▸ **What is being asked**
Turn the data below into a JSON list of strings with one string per line. Skip blank lines and leave out the pictures.

※ ※ ※

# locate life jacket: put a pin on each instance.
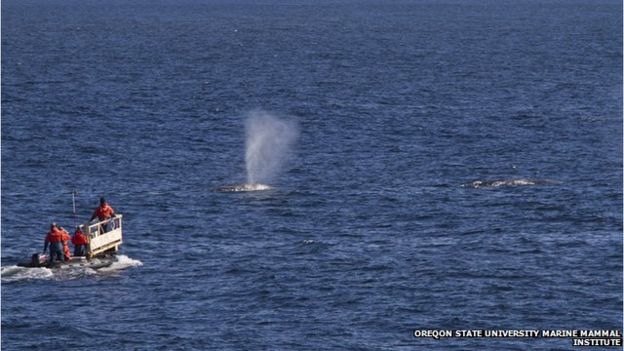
(104, 211)
(66, 252)
(54, 236)
(80, 239)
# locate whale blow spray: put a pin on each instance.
(269, 142)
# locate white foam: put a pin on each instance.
(16, 273)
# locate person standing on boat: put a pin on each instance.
(56, 239)
(104, 212)
(80, 242)
(66, 238)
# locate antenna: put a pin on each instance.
(74, 204)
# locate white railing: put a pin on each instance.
(99, 228)
(102, 240)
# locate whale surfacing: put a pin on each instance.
(230, 188)
(508, 182)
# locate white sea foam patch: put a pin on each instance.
(15, 273)
(121, 262)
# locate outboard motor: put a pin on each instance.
(38, 260)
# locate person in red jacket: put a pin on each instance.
(80, 241)
(54, 239)
(104, 212)
(66, 239)
(57, 239)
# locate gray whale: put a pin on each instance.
(509, 182)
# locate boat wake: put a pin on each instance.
(508, 183)
(67, 272)
(243, 187)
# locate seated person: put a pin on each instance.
(104, 212)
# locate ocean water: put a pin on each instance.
(372, 228)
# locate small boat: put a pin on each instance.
(105, 237)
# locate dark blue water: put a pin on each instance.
(368, 232)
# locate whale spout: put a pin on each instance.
(243, 187)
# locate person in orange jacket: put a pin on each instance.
(103, 212)
(80, 241)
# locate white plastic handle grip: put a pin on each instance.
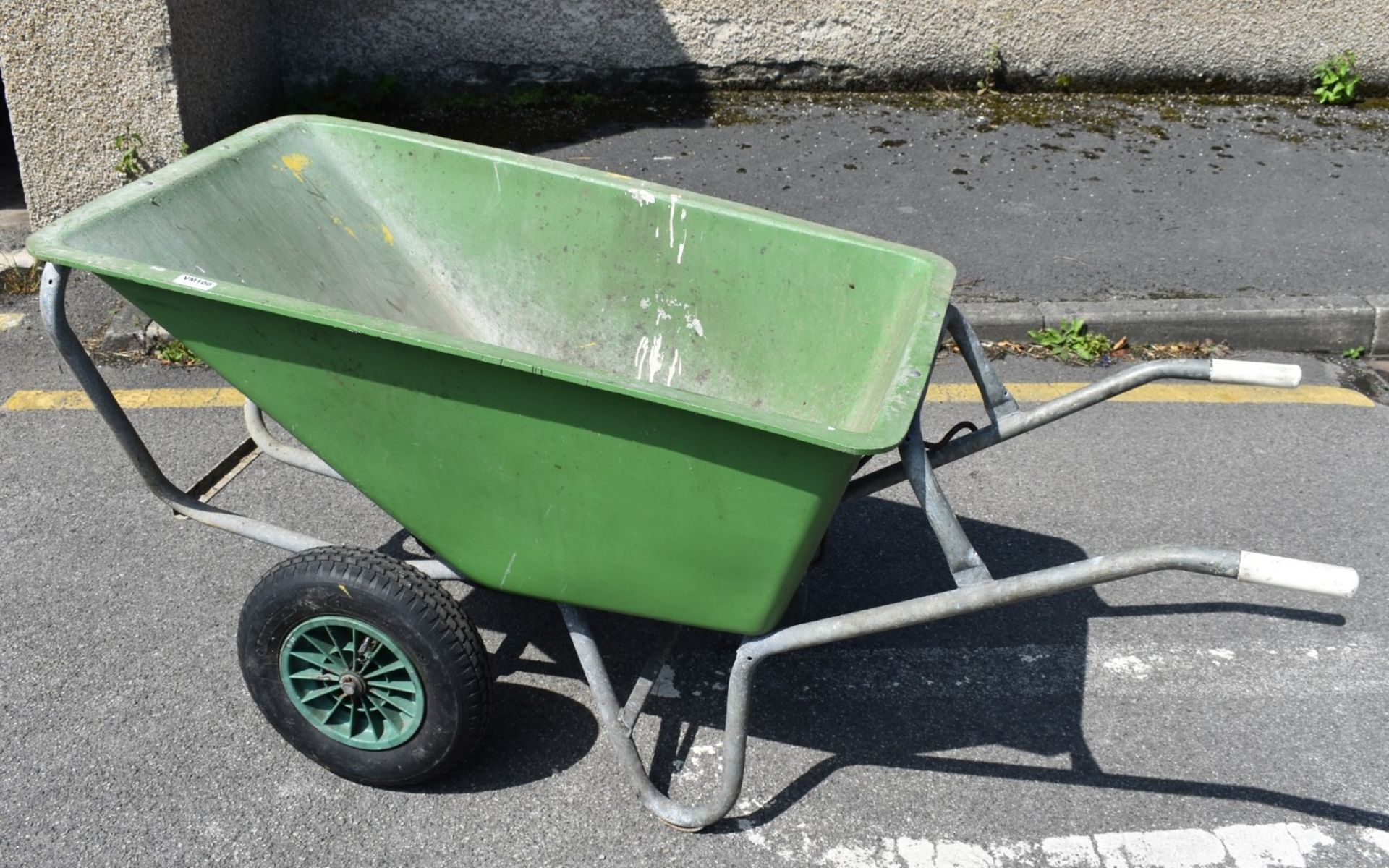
(1254, 374)
(1298, 575)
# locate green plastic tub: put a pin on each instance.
(572, 385)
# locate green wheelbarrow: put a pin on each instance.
(567, 385)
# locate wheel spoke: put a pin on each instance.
(314, 694)
(326, 658)
(389, 667)
(404, 686)
(314, 674)
(403, 705)
(331, 712)
(317, 659)
(330, 652)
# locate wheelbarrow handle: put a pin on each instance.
(1254, 374)
(1298, 575)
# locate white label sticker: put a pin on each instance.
(187, 279)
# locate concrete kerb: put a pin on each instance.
(1328, 324)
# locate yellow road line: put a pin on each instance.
(1167, 393)
(131, 399)
(1027, 393)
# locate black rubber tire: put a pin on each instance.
(417, 614)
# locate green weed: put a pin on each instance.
(175, 353)
(129, 163)
(1337, 80)
(1073, 339)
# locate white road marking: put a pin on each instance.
(1377, 836)
(1070, 851)
(1129, 665)
(1280, 845)
(1165, 849)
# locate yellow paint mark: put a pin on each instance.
(131, 399)
(1165, 393)
(296, 163)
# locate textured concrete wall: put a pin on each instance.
(77, 75)
(80, 72)
(1254, 43)
(224, 64)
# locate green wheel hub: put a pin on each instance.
(352, 682)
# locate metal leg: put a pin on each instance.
(1244, 566)
(685, 817)
(996, 399)
(966, 564)
(279, 451)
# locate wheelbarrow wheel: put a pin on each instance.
(365, 665)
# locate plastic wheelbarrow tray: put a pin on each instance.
(569, 385)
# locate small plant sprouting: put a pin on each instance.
(129, 163)
(1337, 80)
(1073, 339)
(175, 353)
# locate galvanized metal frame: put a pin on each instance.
(975, 590)
(52, 306)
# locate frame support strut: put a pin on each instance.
(1248, 567)
(52, 306)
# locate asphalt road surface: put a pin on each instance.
(1163, 721)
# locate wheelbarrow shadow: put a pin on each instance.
(1013, 677)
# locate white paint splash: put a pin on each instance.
(676, 368)
(655, 360)
(664, 684)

※ ※ ※

▸ **Written solution**
[
  "# locate life jacket: put a pin on each instance.",
  "(104, 211)",
  "(66, 252)",
  "(54, 236)",
  "(80, 239)",
  "# locate whale blow spray: put a pin on each instance.",
  "(269, 142)",
  "# locate white foam: put a pin on each instance.",
  "(16, 273)",
  "# locate person standing on boat: put a pin on each instance.",
  "(56, 239)",
  "(104, 212)",
  "(80, 242)",
  "(66, 238)",
  "# locate antenna: put a pin on each instance.",
  "(74, 204)",
  "# locate white railing: put a pin on each instance.",
  "(99, 228)",
  "(102, 240)",
  "# locate whale surfacing: put a pin on each instance.",
  "(230, 188)",
  "(508, 182)",
  "# locate white sea foam patch: put a pin on each instance.",
  "(15, 273)",
  "(121, 262)",
  "# locate outboard motor: put a pin on each instance.",
  "(38, 260)",
  "# locate person in red jacket: put a pin on each instance.",
  "(80, 241)",
  "(54, 239)",
  "(104, 212)",
  "(66, 239)",
  "(57, 239)",
  "# locate gray whale: put a pin on each instance.",
  "(509, 182)",
  "# locate boat wake: put a pin on each instance.",
  "(508, 183)",
  "(67, 272)",
  "(243, 187)",
  "# locate seated person: put a pin on each instance.",
  "(104, 212)",
  "# locate ocean water: put a pin on each instance.",
  "(372, 228)",
  "# locate small boat: put a pin on each instance.",
  "(105, 237)",
  "# locate dark blue water: put a pin on each instance.",
  "(368, 232)",
  "# locate whale spout: put a pin on each instance.",
  "(243, 187)",
  "# locate person in orange jacket: put a pin on each instance.",
  "(103, 212)",
  "(80, 241)",
  "# locate white plastic handle grip: put a pin on each instance.",
  "(1254, 374)",
  "(1298, 575)",
  "# locate green plastic tub: put a pin on each instance.",
  "(572, 385)",
  "# locate green wheelbarrow: put a pin on each instance.",
  "(567, 385)",
  "# locate wheel spoke: put a pin on each instance.",
  "(314, 694)",
  "(326, 658)",
  "(389, 667)",
  "(404, 686)",
  "(314, 674)",
  "(403, 705)",
  "(331, 712)",
  "(317, 659)",
  "(330, 652)",
  "# locate wheelbarrow handle: put a pin on each instance.",
  "(1254, 374)",
  "(1298, 575)",
  "# locate white label sticker: put a pin on each instance.",
  "(187, 279)",
  "# locate concrete kerb: put a pin on each instance.",
  "(1328, 324)",
  "# locate yellow road line: put a pin on each instance.",
  "(1167, 393)",
  "(131, 399)",
  "(1027, 393)",
  "# locate black rubber tire: put a pin on each instance.",
  "(417, 614)",
  "# locate green weed: put a pin on each instance.",
  "(175, 353)",
  "(129, 163)",
  "(1337, 80)",
  "(1073, 339)",
  "# locate white road marking: put a pin on each instance.",
  "(1377, 836)",
  "(1070, 851)",
  "(1129, 665)",
  "(1280, 845)",
  "(1165, 849)",
  "# locate yellow paint mark: put a pin on each instance.",
  "(131, 399)",
  "(1165, 393)",
  "(296, 163)",
  "# locate textured concrete wall: put a pin on each instance.",
  "(77, 75)",
  "(80, 72)",
  "(1254, 43)",
  "(224, 64)",
  "# locate green wheel hub: put a pin on each instance.",
  "(352, 682)",
  "# locate metal leg: put a pin on each instance.",
  "(1244, 566)",
  "(685, 817)",
  "(996, 399)",
  "(966, 564)",
  "(279, 451)",
  "# locate wheelbarrow wheel: put a pin on each instance.",
  "(365, 665)",
  "# locate plastic wheelbarrow tray: put a pin on each instance.",
  "(569, 385)",
  "# locate small plant sprouting: put a pin on each instance.",
  "(129, 163)",
  "(1337, 80)",
  "(1073, 339)",
  "(175, 353)",
  "# locate galvanized metal frame: put a pin on each instance.",
  "(975, 590)",
  "(52, 306)",
  "# locate frame support strut: put a pin on each instance.",
  "(1248, 567)",
  "(52, 306)",
  "# locate asphalt road surface: put a pin on each instance.",
  "(1163, 721)",
  "# locate wheelbarrow shadow: put a pin on each instance.",
  "(1013, 677)",
  "# locate white paint splash: put a pin on each instance.",
  "(676, 368)",
  "(655, 360)",
  "(664, 684)"
]